* REQUIRED ACTION
With nothing added or left out, output the listing that follows.
===== DATA SUPPLIED
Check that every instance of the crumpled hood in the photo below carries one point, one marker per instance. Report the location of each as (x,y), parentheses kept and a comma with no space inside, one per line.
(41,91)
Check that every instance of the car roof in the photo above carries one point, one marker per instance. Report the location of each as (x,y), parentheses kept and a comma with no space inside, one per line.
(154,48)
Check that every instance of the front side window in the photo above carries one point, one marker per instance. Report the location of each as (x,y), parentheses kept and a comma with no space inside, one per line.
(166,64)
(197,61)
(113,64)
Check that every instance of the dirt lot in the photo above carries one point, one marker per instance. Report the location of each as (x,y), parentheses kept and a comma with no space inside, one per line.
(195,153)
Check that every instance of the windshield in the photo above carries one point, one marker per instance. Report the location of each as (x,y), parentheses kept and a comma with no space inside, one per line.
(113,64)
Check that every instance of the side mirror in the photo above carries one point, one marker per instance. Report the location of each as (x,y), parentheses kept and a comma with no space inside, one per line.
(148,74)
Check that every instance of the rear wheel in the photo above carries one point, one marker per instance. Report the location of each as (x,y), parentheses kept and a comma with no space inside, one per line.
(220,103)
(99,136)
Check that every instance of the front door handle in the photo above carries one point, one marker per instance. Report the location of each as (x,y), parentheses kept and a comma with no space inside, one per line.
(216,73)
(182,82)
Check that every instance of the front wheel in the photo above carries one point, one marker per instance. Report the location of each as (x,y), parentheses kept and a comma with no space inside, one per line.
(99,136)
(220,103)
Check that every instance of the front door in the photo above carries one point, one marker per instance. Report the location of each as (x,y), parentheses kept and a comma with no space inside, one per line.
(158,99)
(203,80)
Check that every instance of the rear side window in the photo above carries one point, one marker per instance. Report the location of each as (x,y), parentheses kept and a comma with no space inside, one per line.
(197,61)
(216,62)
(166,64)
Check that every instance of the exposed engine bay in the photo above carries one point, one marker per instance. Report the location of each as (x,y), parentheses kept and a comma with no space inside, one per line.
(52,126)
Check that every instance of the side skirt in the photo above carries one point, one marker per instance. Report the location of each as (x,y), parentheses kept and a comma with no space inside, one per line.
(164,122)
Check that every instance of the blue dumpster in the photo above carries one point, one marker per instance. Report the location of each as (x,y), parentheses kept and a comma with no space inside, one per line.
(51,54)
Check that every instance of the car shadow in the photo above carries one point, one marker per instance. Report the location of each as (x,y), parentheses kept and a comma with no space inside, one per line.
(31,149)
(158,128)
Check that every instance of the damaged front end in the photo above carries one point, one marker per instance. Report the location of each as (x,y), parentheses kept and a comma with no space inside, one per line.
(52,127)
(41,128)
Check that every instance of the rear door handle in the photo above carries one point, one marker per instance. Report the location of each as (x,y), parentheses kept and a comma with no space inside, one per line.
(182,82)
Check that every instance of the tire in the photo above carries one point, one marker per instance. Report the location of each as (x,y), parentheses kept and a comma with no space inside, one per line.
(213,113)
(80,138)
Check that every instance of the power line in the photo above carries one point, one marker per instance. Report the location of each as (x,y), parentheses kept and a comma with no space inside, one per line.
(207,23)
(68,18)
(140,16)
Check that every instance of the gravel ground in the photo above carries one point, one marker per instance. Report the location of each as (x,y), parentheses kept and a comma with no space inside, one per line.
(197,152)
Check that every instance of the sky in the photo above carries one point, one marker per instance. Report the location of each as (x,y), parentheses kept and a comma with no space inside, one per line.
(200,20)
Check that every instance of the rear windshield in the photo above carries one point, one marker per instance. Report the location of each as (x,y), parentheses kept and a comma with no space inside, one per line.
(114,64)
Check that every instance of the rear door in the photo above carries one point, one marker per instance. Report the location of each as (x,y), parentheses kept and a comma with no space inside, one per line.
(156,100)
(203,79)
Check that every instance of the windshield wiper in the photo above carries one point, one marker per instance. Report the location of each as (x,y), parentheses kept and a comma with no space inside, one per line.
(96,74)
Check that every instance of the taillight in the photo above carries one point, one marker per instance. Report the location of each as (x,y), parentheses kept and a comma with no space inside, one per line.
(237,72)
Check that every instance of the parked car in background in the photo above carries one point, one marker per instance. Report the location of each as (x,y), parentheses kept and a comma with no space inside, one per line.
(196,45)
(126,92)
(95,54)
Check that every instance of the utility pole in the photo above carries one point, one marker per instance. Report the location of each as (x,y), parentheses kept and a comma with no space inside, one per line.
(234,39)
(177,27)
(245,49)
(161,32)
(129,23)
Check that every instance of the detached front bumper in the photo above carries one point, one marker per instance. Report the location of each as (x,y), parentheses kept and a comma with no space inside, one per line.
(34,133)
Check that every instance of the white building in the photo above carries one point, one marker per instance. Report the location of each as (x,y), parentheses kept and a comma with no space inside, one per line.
==========
* RESPONSE TO THIS TASK
Check that every instance of the crumpled hood in the photo below carries one point, one marker per instance. Report the location of each as (x,y), parentheses kept and a comma with no space inside, one per line.
(41,91)
Check that every instance of the car roof in the photo above carries one point, one marker per instance. Report the location of each as (x,y), parentheses kept and a comma with no space inside, one per line.
(154,48)
Check that every instance of the front side window in the photo above carries one point, one marker per instance. Report the location of each as (x,y), parentheses kept and a comma with no space inside, one per line.
(166,64)
(197,61)
(113,64)
Check that every instance of the dirt lot in the photo above carries one point, one marker per instance. Report the location of each as (x,y), parentheses kept and a comma with no space inside, one per line.
(195,153)
Check that every instance of the windshield in the photo above carries one point, one marker per instance. Report the location of each as (x,y), parentheses kept and a comma with no space inside, one per line.
(113,64)
Check that every instance of the side mirror in the photo above carries one point, one marker per instance. Report the location of each as (x,y), parentheses kept and a comma with no space inside, one per line.
(148,74)
Check that every instance of the rear wheel in the photo above carries one point, one marker per instance. Report the location of each as (x,y), parentheses kept and a comma with no space inside, one per line.
(220,103)
(99,136)
Check that every instance of the front door handle in the photo above carries one point, one marker per instance. Report the location of each as (x,y), parentheses kept and a comma with no space inside, one per line.
(216,73)
(182,82)
Check that every instance of the front wheel in the photo above carries one point, one marker per instance. Report the location of each as (x,y), parentheses kept and a comma with no space inside, one per line.
(99,136)
(220,103)
Check that every instance of the front door in the photo above carries one point, one marker per instance. Report the location of each as (x,y), parentheses kept and a comma with no space inside, one per line.
(158,99)
(203,80)
Check that every instance of the rear side window in the photo above carries one point, one marker per instance. Report the location of each as (x,y), parentheses kept and a comma with no space inside, one per line.
(197,61)
(216,62)
(166,64)
Check that every instance of the exposed engine bay in the photo above carries one point, one marker per instance. Report the location of each as (x,y), parentheses kept and a comma with no space inside, one per line.
(52,126)
Check that every instance of the side skirt in the photo above carries one point, one marker per instance. Report the location of each as (x,y), parentheses kept and a comma with no space inside, one per line.
(164,122)
Check that every instance of the blue dumpster in the photo above carries one point, one marker per instance. Report the location of each as (x,y), parentheses kept and a comma with no space inside, one per line.
(51,54)
Check that every instance of the car shadow in the photo above carries one point, one marker per instance. Report the location of each as (x,y), parentheses kept and a comma with no space inside, one per line.
(31,149)
(158,128)
Check that every instance of the damaged front end in the photo above carries one point, one marker per instance. Report the location of each as (x,y), parentheses kept and a comma with no space inside, one per line.
(52,127)
(41,128)
Check that every instance of the rear door handle in the photo above carries one point, one marker per instance. Report the location of each as (x,y), parentheses kept and a comma with no space inside, one per line.
(182,82)
Check that every instance of the tire in the photo above carries one point, one marker per instance. Report the location of each as (x,y), parentheses kept and a comma with no space inside, one per line.
(213,113)
(80,138)
Check that every instance of the power line in the photo above carries one point, one marker per instance. Report the location of each as (x,y), parentheses kept and a comma with no space inside, one per line.
(207,23)
(68,18)
(140,16)
Check that every instance of the gravel ground in the photo above carries one point, one marker per instance. Report the location of each as (x,y), parentheses kept and a comma with no space inside, one per line.
(197,152)
Check that every instance of the sky in the photo above carries one point, one marker per instance. Report the location of each as (x,y), parentheses kept and a comma with no space inside, one per line.
(200,20)
Check that every instance of the rear windshield in the photo above carries one point, one marker per instance. Report the location of each as (x,y), parentheses kept and a comma with no space inside, one per line.
(114,64)
Check that every instance of the rear door in the photo above carries one point, one marker per instance. Report the location of each as (x,y), parentheses kept and a comma with no space inside, one per line.
(156,100)
(203,79)
Check that every instance of the windshield wiper in the photo above carries one point, one marker per instance. Report the location of each as (x,y), parentheses kept and a comma with no space inside, one per line.
(96,74)
Check that every instance of the taillight in the photo above carries one point, one marker per instance. Report the location of each as (x,y), parentheses kept and a comma with no space inside, one per line.
(237,72)
Check that every instance of the parked car in background in the photo above carries one point, one marker per instance. Report the location of each as (x,y), parentheses kept and a comma with no space inside, one per line.
(196,45)
(126,92)
(95,54)
Check that every instance of the utility pole in the photo above carries one point, one marker per instance. Report the location of each as (x,y), parentheses kept and a comma with no space inside, one per line.
(234,39)
(177,27)
(245,49)
(161,32)
(129,23)
Check that every instance of the detached front bumper in the photo above carries one point, one marker per instance. Report the location of each as (x,y), parentheses kept and a comma with no space inside, one per line.
(34,133)
Check that every instance of the white building in the photo above carries one point, one marker per instance. Report the location of each as (x,y), parentheses kept and a comma with no space inside, one per line.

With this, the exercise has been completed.